■ Text passage ■
We often hear about individuals such as Sean Connery or Mick Jagger who manage their time in the UK tax efficiently. They, like their advisers may be paying particular attention to a recent case which makes planning time in the country tax efficiently more difficult
Gaines Cooper v HMRC, heard by HMRC Special Commissioners, dealt specifically with the concepts of residency, domicile and ordinary residency.
The case rejected HMRC's guidance for taxpayers on these issues, which is found in the IR20 booklet – a booklet that outlines the ways in which tax laws apply to residents and non-residents of the UK. This means that planning to manage residency in the UK will become more difficult.
Mr Gaines Cooper was born in England but during his life spent a great deal of time overseas and had obtained a residency permit, purchased a property and developed business interests in the Seychelles. His second wife was also from the Seychelles.
For the tax years between 1992 and 2004, Mr Gaines Cooper argued that he was not resident or domiciled in the UK as he had obtained an overseas domicile, with the intention to reside permanently in the Seychelles and was therefore not domiciled in England during the tax years in question.
However, it was clear that he kept close connections with the South of England during these years as he kept in touch with a close circle of friends in the area; owned a property in England and retained British citizenship, never having sought citizenship of the Seychelles.

■ To-do list ■
1. Render this sentence from the tax residency article into Spanish: "Gaines Cooper v HMRC, heard by HMRC Special Commissioners, dealt specifically with the concepts of residency, domicile and ordinary residency."
2. Pick up the article on UK tax residency after its last sentence and write the next few sentences.

■ Available data ■
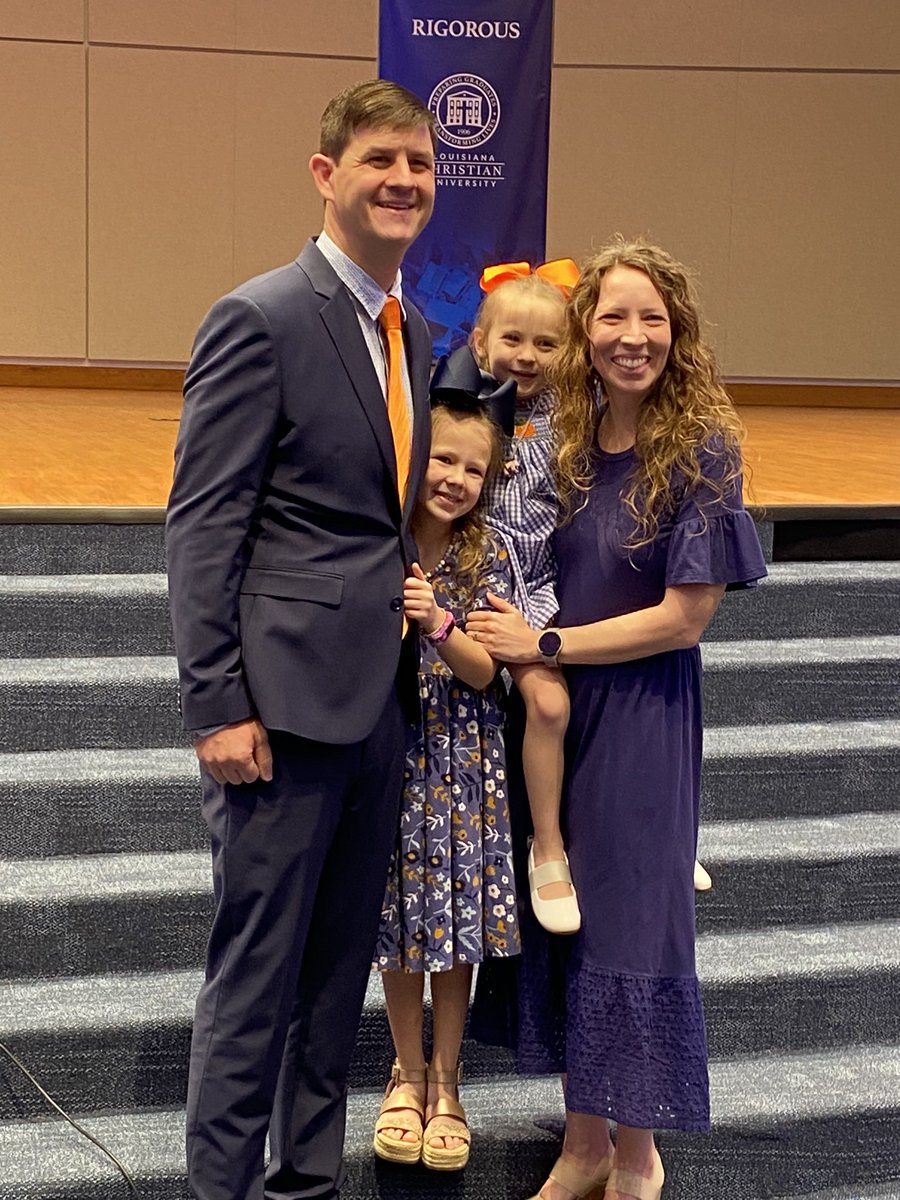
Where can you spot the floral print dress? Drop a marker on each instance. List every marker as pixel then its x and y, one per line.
pixel 450 894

■ Responses ■
1. El caso Gaines Cooper contra HMRC, visto por los Special Commissioners de HMRC, trató específicamente los conceptos de residencia, domicilio y residencia habitual.

2.
In their judgement, the Special Commissioners quoted other factors including his attendance at Royal Ascot and membership of the Rolls Royce enthusiasts club, and making a Will in the UK to be construed in accordance with English law, to support their case.
When examining the connection with the Seychelles, the Special Commissioners considered the actual amount of time Mr Gaines Cooper spent there and his social, religious and charitable connections. For example, he intended to have his ashes scattered in the Seychelles.
In accordance with the guidance found in IR20, Mr Gaines Cooper calculated the days spent in the UK during each tax year and sought to ensure that he was below the limits described in HMRC's guidance. In accordance with IR20, he had not included in his calculation the days of arrival in and departure from the UK.
The Special Commissioners, controversially, chose to ignore this guidance and instead applied the terms of the underlying law. This meant that a more qualitative assessment of Mr Gaines Cooper's life was made. The Commissioners were not convinced about the level of Mr Gaines Cooper's attachment to the Seychelles and preferred to consider him a UK resident.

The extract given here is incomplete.